┏━━

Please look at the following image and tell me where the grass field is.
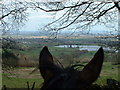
[2,62,118,88]
[2,47,120,88]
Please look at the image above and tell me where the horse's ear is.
[39,46,60,80]
[80,47,104,83]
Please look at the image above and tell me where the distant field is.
[0,36,120,88]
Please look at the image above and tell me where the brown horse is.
[39,46,104,90]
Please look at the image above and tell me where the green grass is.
[2,76,43,88]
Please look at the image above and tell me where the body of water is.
[55,45,115,51]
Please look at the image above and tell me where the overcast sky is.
[21,10,118,33]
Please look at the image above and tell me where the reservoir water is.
[55,45,115,51]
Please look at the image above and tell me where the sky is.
[5,0,118,33]
[20,10,118,33]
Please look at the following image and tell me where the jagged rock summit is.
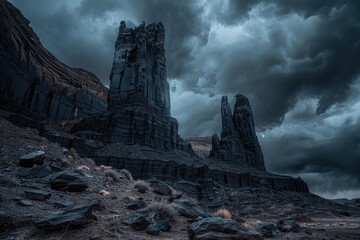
[210,94,265,171]
[74,21,186,150]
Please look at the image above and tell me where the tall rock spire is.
[221,96,235,138]
[108,21,170,116]
[233,94,265,170]
[210,94,265,170]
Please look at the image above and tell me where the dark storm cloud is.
[263,118,360,192]
[12,0,208,83]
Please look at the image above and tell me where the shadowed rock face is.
[210,94,265,170]
[0,0,107,121]
[108,21,170,116]
[74,22,187,150]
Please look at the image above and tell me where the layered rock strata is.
[210,94,265,171]
[0,0,107,121]
[74,22,190,150]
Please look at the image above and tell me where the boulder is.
[19,151,45,168]
[49,171,88,192]
[258,224,277,238]
[25,189,51,201]
[35,205,93,230]
[18,200,33,207]
[188,217,263,240]
[126,199,146,210]
[53,200,74,208]
[172,199,206,218]
[19,166,53,178]
[121,213,150,230]
[277,219,300,232]
[146,220,171,235]
[151,181,172,196]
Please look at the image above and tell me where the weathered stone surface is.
[19,166,53,178]
[277,219,300,232]
[25,189,51,201]
[19,151,45,167]
[210,94,265,170]
[258,224,277,238]
[73,22,190,150]
[150,180,172,196]
[121,213,150,230]
[17,200,33,207]
[35,205,93,230]
[146,220,171,235]
[126,199,146,210]
[172,199,206,218]
[53,200,74,208]
[188,217,263,240]
[0,1,107,120]
[49,171,88,192]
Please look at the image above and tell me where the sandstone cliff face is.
[0,0,107,121]
[210,94,265,171]
[74,22,187,150]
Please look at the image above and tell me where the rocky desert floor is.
[0,118,360,240]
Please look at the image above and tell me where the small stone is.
[53,200,74,208]
[277,219,300,232]
[19,166,53,178]
[152,181,172,196]
[19,151,45,167]
[258,224,276,237]
[126,199,146,210]
[89,233,101,240]
[121,213,150,230]
[50,171,88,192]
[172,199,206,218]
[35,205,93,231]
[146,220,171,235]
[18,200,33,207]
[25,189,51,201]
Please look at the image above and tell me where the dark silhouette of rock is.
[146,220,171,235]
[126,199,147,210]
[19,151,45,168]
[173,199,206,218]
[35,205,93,230]
[0,0,107,121]
[277,219,300,232]
[121,213,150,230]
[25,189,51,201]
[188,217,263,240]
[149,180,172,196]
[19,166,53,178]
[49,171,88,192]
[210,94,265,170]
[73,22,189,150]
[17,200,34,207]
[258,224,277,238]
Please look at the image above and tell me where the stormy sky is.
[11,0,360,198]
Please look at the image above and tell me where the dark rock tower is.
[108,21,170,116]
[210,94,265,170]
[75,21,187,150]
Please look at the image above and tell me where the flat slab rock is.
[121,213,150,231]
[49,171,88,192]
[188,217,263,240]
[25,189,51,201]
[19,151,45,167]
[35,205,93,230]
[19,166,53,178]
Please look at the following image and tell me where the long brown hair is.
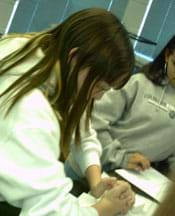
[0,8,134,159]
[140,35,175,85]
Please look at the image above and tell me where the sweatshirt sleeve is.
[71,116,102,176]
[0,90,98,216]
[92,80,137,169]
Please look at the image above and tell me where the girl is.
[0,9,134,216]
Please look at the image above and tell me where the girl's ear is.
[68,47,78,62]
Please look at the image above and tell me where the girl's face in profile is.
[165,51,175,87]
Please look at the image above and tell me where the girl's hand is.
[90,177,117,198]
[94,181,135,216]
[127,153,151,171]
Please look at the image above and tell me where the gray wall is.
[10,0,128,32]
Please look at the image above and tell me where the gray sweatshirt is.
[93,74,175,169]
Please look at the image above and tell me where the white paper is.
[115,167,171,202]
[78,193,158,216]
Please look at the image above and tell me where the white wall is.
[0,0,15,33]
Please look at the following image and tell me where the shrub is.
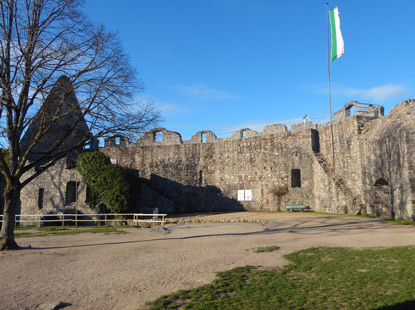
[76,152,130,213]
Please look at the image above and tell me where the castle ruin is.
[16,90,415,220]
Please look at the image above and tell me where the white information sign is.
[238,189,252,201]
[238,189,245,201]
[245,189,252,201]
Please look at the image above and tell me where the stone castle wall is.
[17,100,415,219]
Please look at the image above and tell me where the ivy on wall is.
[76,152,131,213]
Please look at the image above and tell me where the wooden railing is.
[133,213,167,228]
[0,213,167,227]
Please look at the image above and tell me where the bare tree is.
[0,0,159,249]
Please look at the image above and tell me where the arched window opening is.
[291,169,301,187]
[375,178,389,186]
[346,105,356,117]
[37,188,45,210]
[154,131,163,142]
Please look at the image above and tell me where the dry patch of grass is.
[147,247,415,310]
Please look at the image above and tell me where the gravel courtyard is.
[0,212,415,309]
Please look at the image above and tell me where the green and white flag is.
[330,7,344,61]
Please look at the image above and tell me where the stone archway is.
[372,178,394,218]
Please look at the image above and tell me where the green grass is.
[147,247,415,310]
[14,226,126,238]
[255,245,280,253]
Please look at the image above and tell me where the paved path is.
[0,212,415,309]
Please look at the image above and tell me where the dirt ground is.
[0,212,415,309]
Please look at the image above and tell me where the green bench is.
[287,205,311,212]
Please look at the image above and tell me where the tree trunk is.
[0,187,20,250]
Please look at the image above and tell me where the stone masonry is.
[17,100,415,220]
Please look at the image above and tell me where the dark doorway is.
[291,169,301,187]
[65,181,79,205]
[372,178,394,218]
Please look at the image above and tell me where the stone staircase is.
[314,153,361,210]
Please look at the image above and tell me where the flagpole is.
[326,3,335,170]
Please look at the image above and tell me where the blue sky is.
[85,0,415,140]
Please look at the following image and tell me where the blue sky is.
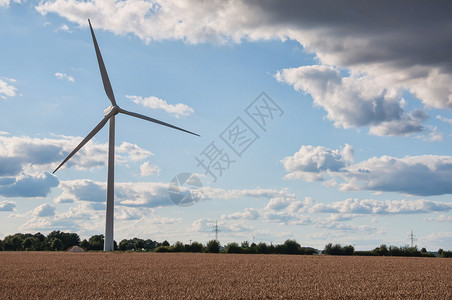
[0,0,452,250]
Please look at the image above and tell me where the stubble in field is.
[0,252,452,299]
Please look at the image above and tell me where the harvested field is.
[0,252,452,299]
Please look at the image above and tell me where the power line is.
[408,230,417,248]
[212,220,221,242]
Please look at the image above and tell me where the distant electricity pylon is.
[408,230,417,248]
[212,220,221,242]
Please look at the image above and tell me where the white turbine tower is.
[53,19,199,251]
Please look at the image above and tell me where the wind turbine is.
[53,19,199,251]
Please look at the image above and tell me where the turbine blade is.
[52,114,111,174]
[119,108,200,136]
[88,19,116,106]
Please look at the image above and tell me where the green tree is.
[135,239,144,251]
[51,238,63,251]
[341,245,355,255]
[283,240,301,254]
[155,246,170,252]
[257,242,269,254]
[206,240,221,253]
[185,242,204,252]
[22,237,35,251]
[119,239,129,251]
[88,234,104,251]
[226,243,243,253]
[171,241,185,252]
[80,239,89,250]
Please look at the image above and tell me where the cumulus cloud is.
[281,144,354,181]
[140,161,160,176]
[55,179,295,208]
[276,66,428,135]
[309,198,452,215]
[0,135,153,176]
[55,24,71,32]
[0,172,58,198]
[0,77,17,99]
[55,72,75,82]
[33,203,55,217]
[281,145,452,196]
[425,215,452,223]
[340,155,452,196]
[436,116,452,124]
[0,134,152,198]
[126,95,194,118]
[221,208,259,220]
[0,201,16,211]
[0,0,22,7]
[36,0,452,135]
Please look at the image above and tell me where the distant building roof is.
[67,246,85,252]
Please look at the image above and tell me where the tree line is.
[0,230,452,257]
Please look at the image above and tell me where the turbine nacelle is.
[104,105,120,118]
[53,20,199,251]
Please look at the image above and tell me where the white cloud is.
[425,215,452,223]
[276,66,428,135]
[55,24,74,32]
[339,155,452,196]
[281,144,354,181]
[221,208,259,220]
[36,0,452,135]
[33,203,55,217]
[309,198,452,215]
[436,116,452,124]
[140,161,160,177]
[55,72,75,82]
[126,95,194,118]
[0,201,16,211]
[0,135,152,198]
[0,0,22,7]
[0,135,153,177]
[281,145,452,196]
[0,77,17,99]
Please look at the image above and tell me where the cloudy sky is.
[0,0,452,250]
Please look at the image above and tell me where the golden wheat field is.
[0,252,452,299]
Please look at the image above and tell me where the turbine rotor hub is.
[104,105,119,117]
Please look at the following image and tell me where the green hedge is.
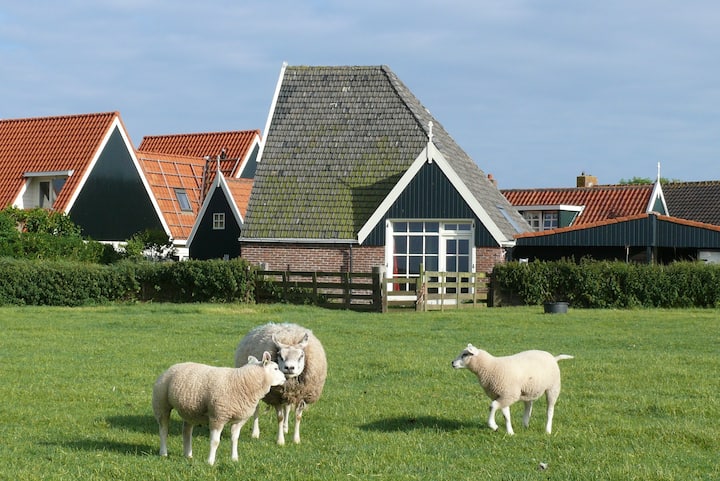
[0,258,255,306]
[493,260,720,308]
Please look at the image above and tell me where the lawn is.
[0,304,720,481]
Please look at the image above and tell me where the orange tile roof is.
[135,151,205,240]
[225,179,253,219]
[501,184,653,226]
[0,112,119,212]
[515,213,720,239]
[138,130,260,177]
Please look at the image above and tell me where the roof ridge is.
[0,110,120,122]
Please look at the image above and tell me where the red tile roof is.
[225,179,253,219]
[502,184,653,226]
[515,213,720,239]
[135,151,205,240]
[0,112,119,212]
[138,130,260,177]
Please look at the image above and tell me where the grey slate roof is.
[243,66,530,241]
[662,181,720,225]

┗━━

## Problem description
Turn the material starting at the line containing "girl's ear is." and ending at the line containing "[76,152,130,213]" into a two-column CSV with the header text,answer, where each sentence and the coordinates under it form one row, both fields are quoted, and line breaks within a field become spaces. Omit the picture placeholder.

## Output of the exercise
text,answer
"Please look at the image above and tell me where the girl's ear is.","[68,47,78,62]"
"Please look at the image above and tell me where the girl's face in profile is.","[165,51,175,87]"
"Please look at the image above and tell me where the girl's hand is.","[90,177,117,198] [94,181,135,216] [127,153,151,171]"
"Please look at the image above and tell me where the gray wall is.","[10,0,128,32]"
"Please look at the image above and tell me where the gray sweatshirt is.","[93,74,175,169]"
"Please look at the image above and tell me where the white paper is.","[115,167,171,202] [78,193,158,216]"
"Please look at the image above and tell me where the white wall is.","[0,0,15,33]"
"Please look at the following image and tell me where the shrub is.","[76,152,130,213]"